■ DATA LISTING
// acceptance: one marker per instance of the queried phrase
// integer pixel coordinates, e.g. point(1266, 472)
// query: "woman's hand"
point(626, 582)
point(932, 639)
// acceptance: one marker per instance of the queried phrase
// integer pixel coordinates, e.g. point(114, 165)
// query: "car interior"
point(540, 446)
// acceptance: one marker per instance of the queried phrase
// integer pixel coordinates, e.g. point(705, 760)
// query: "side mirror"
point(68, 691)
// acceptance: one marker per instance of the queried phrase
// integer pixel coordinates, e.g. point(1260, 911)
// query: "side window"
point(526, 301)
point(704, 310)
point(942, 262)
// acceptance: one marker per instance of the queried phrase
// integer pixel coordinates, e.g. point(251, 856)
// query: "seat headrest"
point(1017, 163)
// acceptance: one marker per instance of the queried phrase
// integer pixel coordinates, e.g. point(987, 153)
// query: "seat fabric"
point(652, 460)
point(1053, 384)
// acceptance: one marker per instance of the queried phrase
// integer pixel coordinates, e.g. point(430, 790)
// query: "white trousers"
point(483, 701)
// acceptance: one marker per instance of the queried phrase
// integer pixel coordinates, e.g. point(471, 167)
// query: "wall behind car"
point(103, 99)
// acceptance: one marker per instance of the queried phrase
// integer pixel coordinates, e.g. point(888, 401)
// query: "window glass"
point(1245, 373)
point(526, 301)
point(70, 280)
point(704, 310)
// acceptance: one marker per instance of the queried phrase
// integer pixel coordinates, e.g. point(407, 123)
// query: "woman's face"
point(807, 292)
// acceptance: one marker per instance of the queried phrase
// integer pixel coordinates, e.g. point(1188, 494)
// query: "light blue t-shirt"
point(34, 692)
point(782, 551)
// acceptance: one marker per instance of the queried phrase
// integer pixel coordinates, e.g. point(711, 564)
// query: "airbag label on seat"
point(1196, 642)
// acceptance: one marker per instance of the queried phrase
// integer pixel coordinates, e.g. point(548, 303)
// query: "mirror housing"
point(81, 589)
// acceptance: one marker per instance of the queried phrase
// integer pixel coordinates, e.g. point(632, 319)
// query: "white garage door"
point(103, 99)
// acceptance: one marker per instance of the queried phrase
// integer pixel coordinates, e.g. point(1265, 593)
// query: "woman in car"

■ PROMPT
Recast every line of the listing above as a Markdown table with two columns, Row and Line. Number the rows in order and skip blank lines.

■ SOLUTION FOR THIS TASK
| Row | Line |
|---|---|
| 1 | // acceptance: one marker per instance of the queried phrase |
| 2 | // integer pixel coordinates, e.g. point(1266, 472) |
| 3 | // query: "woman's hand" |
| 4 | point(626, 582) |
| 5 | point(932, 639) |
| 6 | // acceptance: one marker per instance of the queried phrase |
| 7 | // integer pixel coordinates, e.g. point(114, 165) |
| 8 | // query: "car interior" |
| 9 | point(540, 446) |
| 10 | // acceptance: one marker per instance of the queried phrase |
| 11 | // integer pixel coordinates, e.g. point(705, 760) |
| 12 | // query: "side mirror" |
| 13 | point(68, 691) |
| 14 | // acceptance: one marker per instance of the queried phrase |
| 15 | // integer pixel coordinates, e.g. point(1260, 911) |
| 16 | // query: "side window" |
| 17 | point(526, 301) |
| 18 | point(704, 310) |
| 19 | point(942, 262) |
| 20 | // acceptance: one marker per instance of the queried phrase |
| 21 | // integer pixel coordinates, e.g. point(251, 856) |
| 22 | // query: "seat headrest" |
| 23 | point(1017, 163) |
| 24 | // acceptance: one marker per instance of the queried phrase |
| 25 | // integer pixel coordinates, e.g. point(987, 153) |
| 26 | // query: "seat fabric" |
| 27 | point(652, 460) |
| 28 | point(1053, 384) |
| 29 | // acceptance: one marker per instance of the queried phrase |
| 30 | // integer pixel coordinates, e.g. point(430, 790) |
| 31 | // query: "white trousers" |
| 32 | point(483, 701) |
| 33 | // acceptance: one marker per instance of the queried phrase |
| 34 | // integer pixel coordinates, e.g. point(471, 167) |
| 35 | // query: "wall behind car" |
| 36 | point(103, 99) |
| 37 | // acceptance: one marker per instance of the queried phrase |
| 38 | // integer pixel coordinates, e.g. point(888, 401) |
| 39 | // query: "window glass" |
| 40 | point(1245, 373) |
| 41 | point(526, 301) |
| 42 | point(70, 280) |
| 43 | point(704, 310) |
| 44 | // acceptance: one marker per instance of the queried phrase |
| 45 | // integer pixel coordinates, e.g. point(407, 123) |
| 46 | // query: "woman's face" |
| 47 | point(807, 292) |
| 48 | // acceptance: one marker per instance of the queried phrase |
| 49 | // integer pixel coordinates, e.g. point(1188, 494) |
| 50 | // query: "light blue t-shirt" |
| 51 | point(34, 692) |
| 52 | point(782, 551) |
| 53 | // acceptance: one marker per instance of the queried phrase |
| 54 | // integer pixel coordinates, e.g. point(711, 564) |
| 55 | // query: "airbag label on seat" |
| 56 | point(1196, 642) |
| 57 | // acceptance: one marker per instance of the queried phrase |
| 58 | // integer pixel coordinates, e.g. point(548, 303) |
| 59 | // query: "mirror housing" |
| 60 | point(81, 589) |
| 61 | // acceptance: one marker per instance of the queried phrase |
| 62 | // integer pixel coordinates, e.g. point(632, 319) |
| 63 | // query: "white garage door" |
| 64 | point(103, 99) |
| 65 | // acceptance: one marker per instance of the queried phrase |
| 66 | // integer pixel coordinates, e.g. point(1265, 593) |
| 67 | // query: "woman in car" |